▸ **Task prompt**: Continue the patent claims below on parent ions and fragmentation-device voltages, beginning after the final claim shown.

▸ **Text for analysis**:
::::
3. A method as claimed in claim 2, wherein either said other parent
ions present in said first sample and/or said other parent ions
present in said second sample are endogenous to said sample.
4. A method as claimed in claim 2, wherein either said other parent
ions present in said first sample and/or said other parent ions
present in said second sample are exogenous to said sample.
5. A method as claimed in claim 2, wherein said other parent ions
present in said first sample and/or said other parent ions present
in said second sample are additionally used as a chromatographic
retention time standard.
6. A method as claimed in claim 2, wherein in said high
fragmentation mode said fragmentation device is supplied with a
voltage selected from the group consisting of: (i) greater than or
equal to 15V; (ii) greater than or equal to 20V; (iii) greater than
or equal to 25V; (iv) greater than or equal to 30V; (v) greater
than or equal to 50V; (vi) greater than or equal to 100V; (vii)
greater than or equal to 150V; and (viii) greater than or equal to
200V.
7. A method as claimed in claim 2, wherein in said low
fragmentation mode said fragmentation device is supplied with a
voltage selected from the group consisting of: (i) less than or
equal to 5V; (ii) less than or equal to 4.5V; (iii) less than or
equal to 4V; (iv) less than or equal to 3.5V; (v) less than or
equal to 3V; (vi) less than or equal to 2.5V; (vii) less than or
equal to 2V; (viii) less than or equal to 1.5V; (ix) less than or
equal to 1V; (x) less than or equal to 0.5V; and (xi) substantially
0V.
::::
▸ **Excerpted data**:
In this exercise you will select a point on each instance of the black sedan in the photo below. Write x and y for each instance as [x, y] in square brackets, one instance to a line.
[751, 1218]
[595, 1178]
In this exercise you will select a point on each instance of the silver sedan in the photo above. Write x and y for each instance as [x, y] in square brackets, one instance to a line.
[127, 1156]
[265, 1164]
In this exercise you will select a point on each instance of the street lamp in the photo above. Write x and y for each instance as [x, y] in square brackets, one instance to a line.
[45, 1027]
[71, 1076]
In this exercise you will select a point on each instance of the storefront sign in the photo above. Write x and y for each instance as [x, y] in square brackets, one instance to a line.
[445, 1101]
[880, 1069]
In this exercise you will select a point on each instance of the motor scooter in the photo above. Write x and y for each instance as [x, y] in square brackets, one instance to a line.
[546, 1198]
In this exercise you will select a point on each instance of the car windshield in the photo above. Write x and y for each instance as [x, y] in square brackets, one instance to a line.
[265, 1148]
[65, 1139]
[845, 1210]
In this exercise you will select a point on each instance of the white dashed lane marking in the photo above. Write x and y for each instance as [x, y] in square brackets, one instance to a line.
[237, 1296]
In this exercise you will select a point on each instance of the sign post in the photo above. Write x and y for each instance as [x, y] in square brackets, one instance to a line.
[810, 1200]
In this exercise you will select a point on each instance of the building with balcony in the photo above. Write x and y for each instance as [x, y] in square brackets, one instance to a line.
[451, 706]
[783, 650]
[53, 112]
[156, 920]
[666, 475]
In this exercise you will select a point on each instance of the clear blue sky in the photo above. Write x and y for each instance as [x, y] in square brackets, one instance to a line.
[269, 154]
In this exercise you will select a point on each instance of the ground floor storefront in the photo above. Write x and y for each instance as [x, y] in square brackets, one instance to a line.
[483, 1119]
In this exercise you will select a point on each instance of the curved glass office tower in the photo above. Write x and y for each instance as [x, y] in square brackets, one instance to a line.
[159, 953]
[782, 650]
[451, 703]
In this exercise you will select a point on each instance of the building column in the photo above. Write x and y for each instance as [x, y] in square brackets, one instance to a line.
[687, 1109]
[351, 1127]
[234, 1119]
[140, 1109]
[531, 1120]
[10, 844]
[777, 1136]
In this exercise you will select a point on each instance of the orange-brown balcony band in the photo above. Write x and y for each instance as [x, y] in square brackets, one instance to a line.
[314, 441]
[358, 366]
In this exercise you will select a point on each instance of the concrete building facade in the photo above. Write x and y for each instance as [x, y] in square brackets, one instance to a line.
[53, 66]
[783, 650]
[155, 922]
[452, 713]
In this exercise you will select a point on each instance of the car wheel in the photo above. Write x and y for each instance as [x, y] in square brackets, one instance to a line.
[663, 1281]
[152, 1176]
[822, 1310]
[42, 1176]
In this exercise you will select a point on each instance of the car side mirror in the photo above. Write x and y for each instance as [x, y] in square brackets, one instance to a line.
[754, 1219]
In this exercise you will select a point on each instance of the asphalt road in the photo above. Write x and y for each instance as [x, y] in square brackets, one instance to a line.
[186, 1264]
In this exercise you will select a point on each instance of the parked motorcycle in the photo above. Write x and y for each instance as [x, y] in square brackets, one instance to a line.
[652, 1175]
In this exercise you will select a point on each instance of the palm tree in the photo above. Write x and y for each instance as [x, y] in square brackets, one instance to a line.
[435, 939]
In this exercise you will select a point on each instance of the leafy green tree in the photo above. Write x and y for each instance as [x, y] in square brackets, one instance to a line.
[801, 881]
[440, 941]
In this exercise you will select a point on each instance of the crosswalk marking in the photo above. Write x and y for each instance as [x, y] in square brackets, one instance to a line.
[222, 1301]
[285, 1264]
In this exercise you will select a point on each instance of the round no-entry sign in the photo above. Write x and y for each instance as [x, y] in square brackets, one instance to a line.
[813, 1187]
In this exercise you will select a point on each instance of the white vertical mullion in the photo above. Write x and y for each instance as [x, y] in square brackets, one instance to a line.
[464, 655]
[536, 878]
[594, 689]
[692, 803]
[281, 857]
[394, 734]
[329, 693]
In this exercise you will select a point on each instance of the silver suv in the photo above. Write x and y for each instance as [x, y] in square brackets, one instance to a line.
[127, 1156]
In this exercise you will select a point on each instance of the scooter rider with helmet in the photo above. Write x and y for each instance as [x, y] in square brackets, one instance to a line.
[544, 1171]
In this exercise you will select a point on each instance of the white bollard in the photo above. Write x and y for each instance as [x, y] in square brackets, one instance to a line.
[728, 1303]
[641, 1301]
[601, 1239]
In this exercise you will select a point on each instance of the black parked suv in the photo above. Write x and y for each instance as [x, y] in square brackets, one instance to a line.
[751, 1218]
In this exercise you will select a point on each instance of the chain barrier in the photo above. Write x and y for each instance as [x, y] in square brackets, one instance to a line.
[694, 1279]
::::
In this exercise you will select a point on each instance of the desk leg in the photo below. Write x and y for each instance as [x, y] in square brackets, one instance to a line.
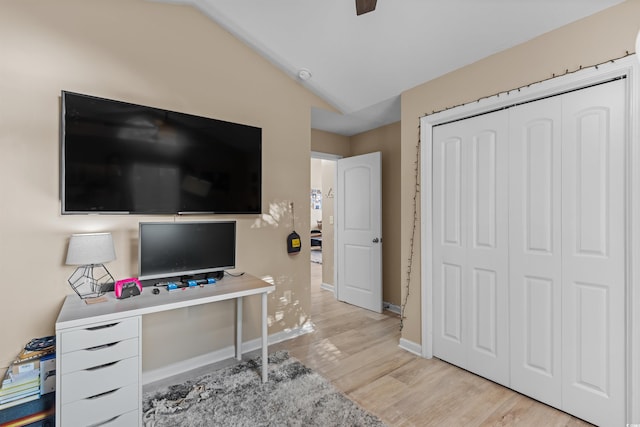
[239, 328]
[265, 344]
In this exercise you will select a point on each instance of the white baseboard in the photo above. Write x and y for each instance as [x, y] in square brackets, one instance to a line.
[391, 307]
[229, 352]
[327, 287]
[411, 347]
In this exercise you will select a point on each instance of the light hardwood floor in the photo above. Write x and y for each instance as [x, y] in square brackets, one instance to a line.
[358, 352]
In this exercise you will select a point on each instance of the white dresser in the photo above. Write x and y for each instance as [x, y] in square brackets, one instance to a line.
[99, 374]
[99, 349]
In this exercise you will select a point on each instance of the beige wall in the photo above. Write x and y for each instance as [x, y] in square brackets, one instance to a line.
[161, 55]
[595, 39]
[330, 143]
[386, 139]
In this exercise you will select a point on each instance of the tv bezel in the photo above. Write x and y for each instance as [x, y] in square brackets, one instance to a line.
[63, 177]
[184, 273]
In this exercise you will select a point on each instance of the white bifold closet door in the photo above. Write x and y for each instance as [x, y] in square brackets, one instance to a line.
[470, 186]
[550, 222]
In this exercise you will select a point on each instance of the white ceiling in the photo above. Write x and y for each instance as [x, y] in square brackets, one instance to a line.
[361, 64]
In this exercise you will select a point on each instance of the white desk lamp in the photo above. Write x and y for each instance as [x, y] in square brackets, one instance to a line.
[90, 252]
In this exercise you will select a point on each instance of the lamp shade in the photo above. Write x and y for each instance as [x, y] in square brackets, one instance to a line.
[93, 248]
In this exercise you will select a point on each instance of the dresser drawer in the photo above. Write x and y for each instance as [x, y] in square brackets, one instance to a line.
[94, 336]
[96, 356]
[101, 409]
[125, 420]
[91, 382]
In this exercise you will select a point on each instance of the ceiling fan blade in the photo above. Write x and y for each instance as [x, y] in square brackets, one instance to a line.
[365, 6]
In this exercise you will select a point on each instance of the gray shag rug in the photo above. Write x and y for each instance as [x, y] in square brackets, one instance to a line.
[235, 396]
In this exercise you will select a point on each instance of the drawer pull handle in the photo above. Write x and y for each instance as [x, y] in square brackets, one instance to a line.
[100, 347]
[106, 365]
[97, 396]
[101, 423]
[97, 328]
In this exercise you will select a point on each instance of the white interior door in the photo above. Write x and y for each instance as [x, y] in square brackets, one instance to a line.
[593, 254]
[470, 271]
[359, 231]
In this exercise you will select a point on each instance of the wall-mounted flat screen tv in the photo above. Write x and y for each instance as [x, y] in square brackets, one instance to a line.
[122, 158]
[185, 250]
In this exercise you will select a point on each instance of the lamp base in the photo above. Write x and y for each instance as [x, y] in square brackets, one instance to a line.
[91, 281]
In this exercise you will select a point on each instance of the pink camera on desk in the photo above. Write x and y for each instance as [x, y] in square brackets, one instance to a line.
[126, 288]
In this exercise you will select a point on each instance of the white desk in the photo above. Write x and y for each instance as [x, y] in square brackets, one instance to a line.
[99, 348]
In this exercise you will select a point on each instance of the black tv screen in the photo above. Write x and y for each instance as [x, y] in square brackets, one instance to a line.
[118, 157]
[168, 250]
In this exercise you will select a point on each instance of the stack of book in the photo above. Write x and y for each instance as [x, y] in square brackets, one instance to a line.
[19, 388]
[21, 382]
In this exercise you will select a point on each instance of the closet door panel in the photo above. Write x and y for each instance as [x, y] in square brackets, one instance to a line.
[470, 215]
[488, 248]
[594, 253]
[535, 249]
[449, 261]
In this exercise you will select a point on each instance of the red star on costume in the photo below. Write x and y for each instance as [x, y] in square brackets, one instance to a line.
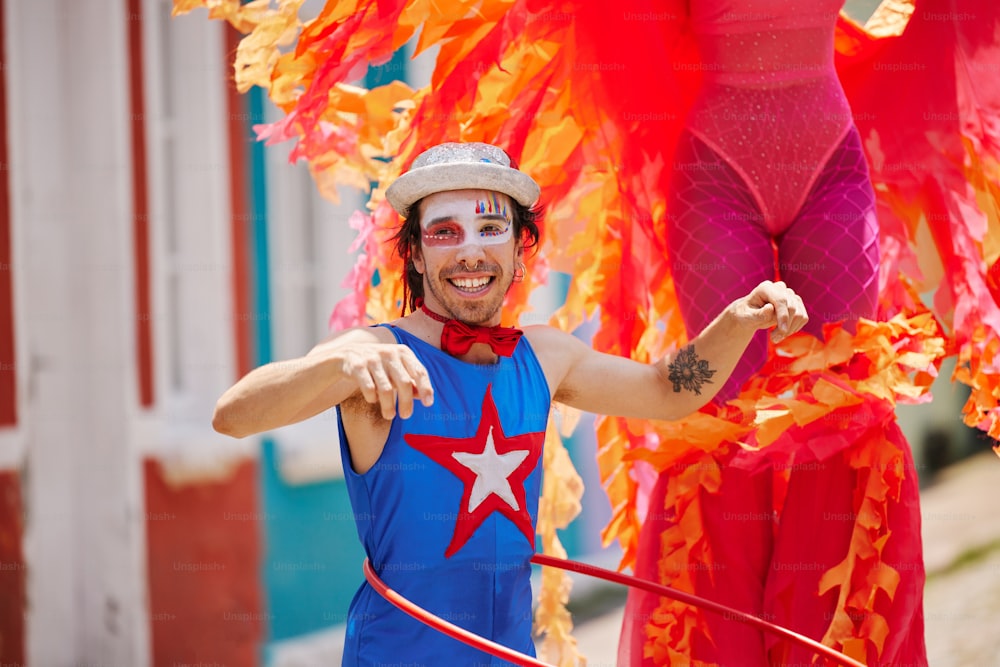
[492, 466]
::::
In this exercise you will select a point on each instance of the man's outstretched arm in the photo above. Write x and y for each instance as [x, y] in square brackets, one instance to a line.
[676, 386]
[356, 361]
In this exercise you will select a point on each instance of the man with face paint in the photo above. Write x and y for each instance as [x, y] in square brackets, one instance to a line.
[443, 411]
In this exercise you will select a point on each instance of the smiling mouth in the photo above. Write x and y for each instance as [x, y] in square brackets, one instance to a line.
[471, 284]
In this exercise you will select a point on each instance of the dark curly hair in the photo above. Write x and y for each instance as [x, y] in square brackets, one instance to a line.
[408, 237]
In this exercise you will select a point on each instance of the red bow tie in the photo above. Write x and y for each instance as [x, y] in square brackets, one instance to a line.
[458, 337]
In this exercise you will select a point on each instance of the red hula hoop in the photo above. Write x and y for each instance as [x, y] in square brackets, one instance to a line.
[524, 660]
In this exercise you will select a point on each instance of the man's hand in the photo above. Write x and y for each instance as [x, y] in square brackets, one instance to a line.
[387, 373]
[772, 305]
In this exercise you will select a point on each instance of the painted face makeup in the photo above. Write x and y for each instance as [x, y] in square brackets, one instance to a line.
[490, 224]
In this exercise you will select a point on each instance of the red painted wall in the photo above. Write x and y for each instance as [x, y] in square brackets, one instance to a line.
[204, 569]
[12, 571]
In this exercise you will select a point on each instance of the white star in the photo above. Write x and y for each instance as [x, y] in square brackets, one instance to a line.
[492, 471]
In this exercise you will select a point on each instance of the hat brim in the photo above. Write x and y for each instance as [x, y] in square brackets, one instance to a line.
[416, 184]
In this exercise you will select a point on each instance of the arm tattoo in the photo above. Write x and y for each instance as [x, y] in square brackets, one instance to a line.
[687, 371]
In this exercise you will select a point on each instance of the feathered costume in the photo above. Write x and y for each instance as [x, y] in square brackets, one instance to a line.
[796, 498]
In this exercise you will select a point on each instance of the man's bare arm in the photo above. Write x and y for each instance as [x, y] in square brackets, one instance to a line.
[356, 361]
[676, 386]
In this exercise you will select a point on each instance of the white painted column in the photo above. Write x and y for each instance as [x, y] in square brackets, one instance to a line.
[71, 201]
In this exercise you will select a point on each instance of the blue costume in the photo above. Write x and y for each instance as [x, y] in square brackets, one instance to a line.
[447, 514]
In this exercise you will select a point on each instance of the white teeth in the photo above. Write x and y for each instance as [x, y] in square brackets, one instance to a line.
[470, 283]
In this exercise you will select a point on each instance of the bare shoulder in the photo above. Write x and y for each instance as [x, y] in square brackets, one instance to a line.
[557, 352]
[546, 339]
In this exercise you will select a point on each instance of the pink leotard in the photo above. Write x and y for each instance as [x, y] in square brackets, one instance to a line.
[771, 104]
::::
▸ **Response to the exercise**:
8. A method as claimed in claim 2, wherein in said high
fragmentation mode at least 50% of the ions entering the
fragmentation device are arranged to have an energy greater than or
equal to 10 eV for a singly charged ion or an energy greater than
or equal to 20 eV for a doubly charge ion so that said ions are
caused to fragment upon colliding with collision gas in said
fragmentation device.
9. A method as claimed in claim 2, wherein said fragmentation
device is maintained at a pressure selected from the group
consisting of: (i) greater than or equal to 0.0001 mbar; (ii)
greater than or equal to 0.0005 mbar; (iii) greater than or equal
to 0.001 mbar; (iv) greater than or equal to 0.005 mbar; (v)
greater than or equal to 0.01 mbar; (vi) greater than or equal to
0.05 mbar; (vii) greater than or equal to 0.1 mbar; (viii) greater
than or equal to 0.5 mbar; (ix) greater than or equal to 1 mbar;
(x) greater than or equal to 5 mbar; and (xi) greater than or equal
to 10 mbar.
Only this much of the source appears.